WORK INSTRUCTION: Reproduce the data in full, exactly as given, leaving images out.

(Region pointing data)
##############################
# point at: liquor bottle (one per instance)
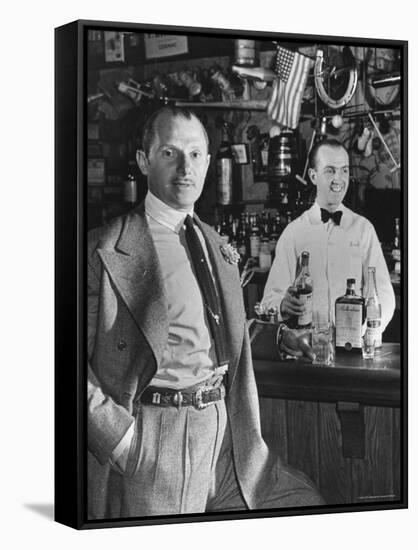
(396, 250)
(255, 238)
(349, 318)
(224, 163)
(233, 232)
(373, 309)
(224, 233)
(303, 285)
(274, 235)
(130, 189)
(264, 257)
(242, 246)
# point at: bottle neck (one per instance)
(371, 285)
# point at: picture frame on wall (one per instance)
(178, 403)
(240, 152)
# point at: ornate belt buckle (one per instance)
(198, 399)
(178, 399)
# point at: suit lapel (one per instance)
(228, 283)
(134, 268)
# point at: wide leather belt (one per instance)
(200, 398)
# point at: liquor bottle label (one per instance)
(255, 246)
(224, 180)
(348, 325)
(374, 330)
(306, 318)
(396, 254)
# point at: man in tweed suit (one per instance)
(155, 446)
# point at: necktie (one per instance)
(335, 216)
(207, 287)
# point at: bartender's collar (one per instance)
(164, 214)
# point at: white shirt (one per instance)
(189, 355)
(336, 254)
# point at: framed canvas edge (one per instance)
(70, 271)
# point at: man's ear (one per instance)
(142, 161)
(312, 175)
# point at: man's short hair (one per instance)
(149, 131)
(331, 142)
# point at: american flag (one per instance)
(291, 74)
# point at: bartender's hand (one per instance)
(291, 305)
(296, 343)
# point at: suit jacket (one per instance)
(127, 332)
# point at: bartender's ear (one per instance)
(312, 175)
(142, 161)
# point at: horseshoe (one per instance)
(319, 84)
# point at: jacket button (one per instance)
(122, 345)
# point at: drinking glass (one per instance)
(323, 343)
(368, 345)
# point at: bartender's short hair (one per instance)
(149, 131)
(329, 142)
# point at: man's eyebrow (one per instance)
(334, 166)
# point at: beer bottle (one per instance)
(255, 238)
(303, 285)
(373, 309)
(349, 318)
(396, 250)
(223, 232)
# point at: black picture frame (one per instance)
(71, 224)
(241, 153)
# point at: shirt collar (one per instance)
(163, 214)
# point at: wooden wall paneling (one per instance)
(373, 475)
(334, 470)
(302, 437)
(274, 425)
(396, 457)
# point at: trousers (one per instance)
(181, 462)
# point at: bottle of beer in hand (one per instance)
(373, 309)
(303, 286)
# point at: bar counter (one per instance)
(351, 378)
(340, 424)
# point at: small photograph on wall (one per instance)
(243, 285)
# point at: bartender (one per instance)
(341, 244)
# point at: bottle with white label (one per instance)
(373, 309)
(224, 164)
(303, 285)
(349, 318)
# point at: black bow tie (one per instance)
(335, 216)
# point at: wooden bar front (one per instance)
(339, 424)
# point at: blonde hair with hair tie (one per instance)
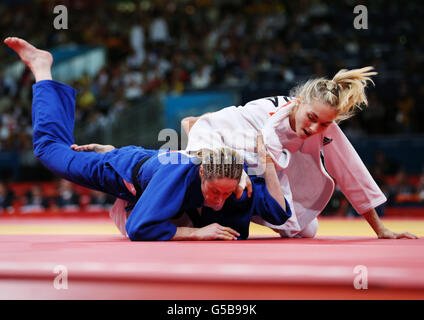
(345, 92)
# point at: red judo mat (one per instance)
(111, 267)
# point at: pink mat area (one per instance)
(322, 264)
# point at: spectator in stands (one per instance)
(7, 196)
(402, 191)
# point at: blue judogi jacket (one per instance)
(170, 181)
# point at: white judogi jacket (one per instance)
(306, 183)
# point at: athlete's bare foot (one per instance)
(39, 61)
(99, 148)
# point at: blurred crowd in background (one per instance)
(156, 47)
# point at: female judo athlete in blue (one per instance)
(164, 190)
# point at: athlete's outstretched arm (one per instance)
(382, 232)
(270, 174)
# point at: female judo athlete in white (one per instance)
(312, 153)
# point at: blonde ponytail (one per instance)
(345, 92)
(352, 84)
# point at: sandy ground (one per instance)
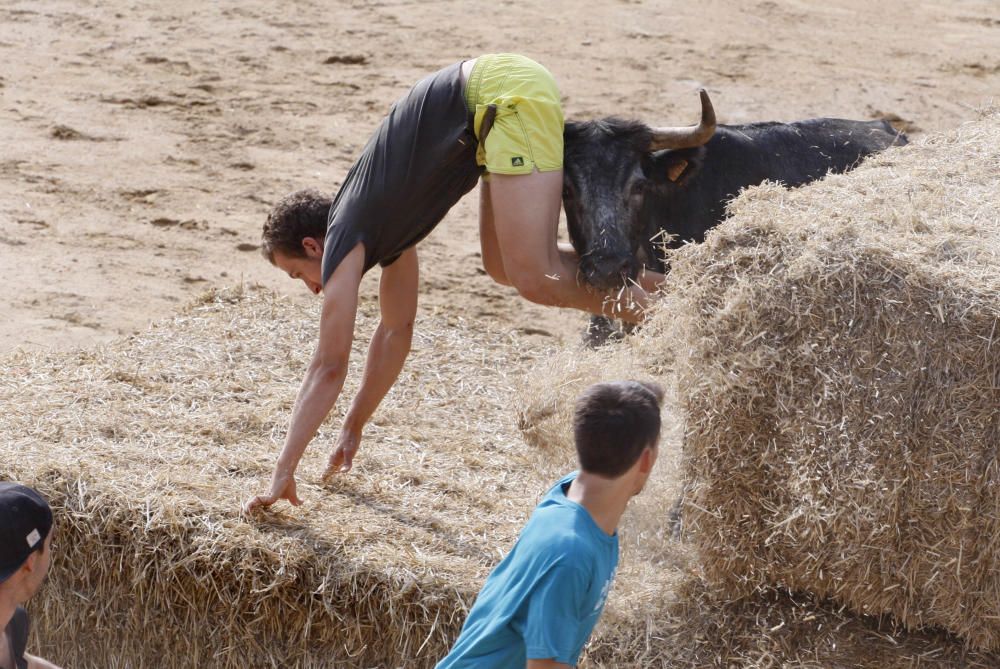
##############################
YOUR SOLUTION:
# point at: liquor bottle (one per instance)
(396, 250)
(255, 238)
(349, 318)
(224, 163)
(233, 232)
(373, 309)
(224, 233)
(303, 285)
(274, 235)
(130, 189)
(264, 257)
(242, 246)
# point at: bottle neck (one per instance)
(371, 285)
# point at: picture frame on wall (one per instance)
(178, 403)
(240, 152)
# point at: ornate belt buckle (one per instance)
(198, 399)
(178, 399)
# point at: suit lapel (one per instance)
(228, 283)
(134, 268)
# point at: wide leather belt (one per instance)
(200, 398)
# point at: liquor bottle label (one per instance)
(255, 246)
(224, 180)
(348, 325)
(374, 330)
(306, 318)
(396, 254)
# point at: man in tweed suit (one per instance)
(155, 446)
# point at: necktie (one per instance)
(335, 216)
(207, 287)
# point at: bartender's collar (one per instance)
(164, 214)
# point at: white shirt (one per instance)
(189, 355)
(336, 254)
# point at: framed canvas edge (one per instance)
(70, 271)
# point at: man's ear (one per instance)
(142, 161)
(312, 175)
# point at: man's short hair (one per instance)
(149, 131)
(331, 142)
# point at: american flag (one per instance)
(291, 74)
# point at: bartender's hand (one per instance)
(291, 305)
(296, 343)
# point at: suit jacket (one per instance)
(127, 332)
# point at: bartender's ear (one per instance)
(312, 175)
(142, 161)
# point at: horseshoe (one per instance)
(319, 84)
# point at: jacket button (one per instance)
(122, 345)
# point at: drinking glass (one per instance)
(323, 343)
(368, 345)
# point at: bartender's short hair (one per instance)
(149, 131)
(329, 142)
# point at: man's eyebrow (one per instance)
(334, 166)
# point at: beer bottle (one per instance)
(255, 238)
(303, 285)
(373, 309)
(349, 318)
(396, 250)
(223, 232)
# point at: black picture frame (one per instance)
(71, 224)
(241, 153)
# point at: shirt collar (one per instance)
(163, 214)
# point at: wooden wall paneling (one per instance)
(373, 475)
(334, 470)
(302, 437)
(274, 425)
(396, 457)
# point at: trousers (one per instance)
(181, 462)
# point at: bottle of beer in hand (one per instance)
(373, 309)
(303, 286)
# point at: bar counter (one per instance)
(351, 378)
(340, 424)
# point at: small photograph on wall (one per instance)
(243, 285)
# point at: bartender (one per instance)
(341, 244)
# point at: bottle with white label (one per instance)
(373, 309)
(224, 164)
(303, 285)
(349, 318)
# point at: black bow tie (one per instance)
(335, 216)
# point at: wooden bar front (one per instance)
(339, 424)
# point at: blonde hair with hair tie (one per instance)
(345, 92)
# point at: red judo mat (one per instance)
(111, 267)
# point at: pink mat area (one per instance)
(322, 264)
# point at: spectator in stands (one per instance)
(7, 196)
(402, 191)
# point at: blue judogi jacket (one per instance)
(170, 181)
# point at: white judogi jacket (one per instance)
(306, 183)
# point at: athlete's bare foot (one per instance)
(39, 61)
(99, 148)
# point at: blurred crowd in background (one per instance)
(156, 47)
# point at: female judo athlete in blue (one per instance)
(164, 190)
# point at: athlete's outstretched arm (one per instance)
(382, 232)
(270, 174)
# point at: female judo athlete in white (one per instance)
(312, 153)
# point at: blonde ponytail (one per instance)
(345, 92)
(352, 84)
# point at: sandy ground (one per instance)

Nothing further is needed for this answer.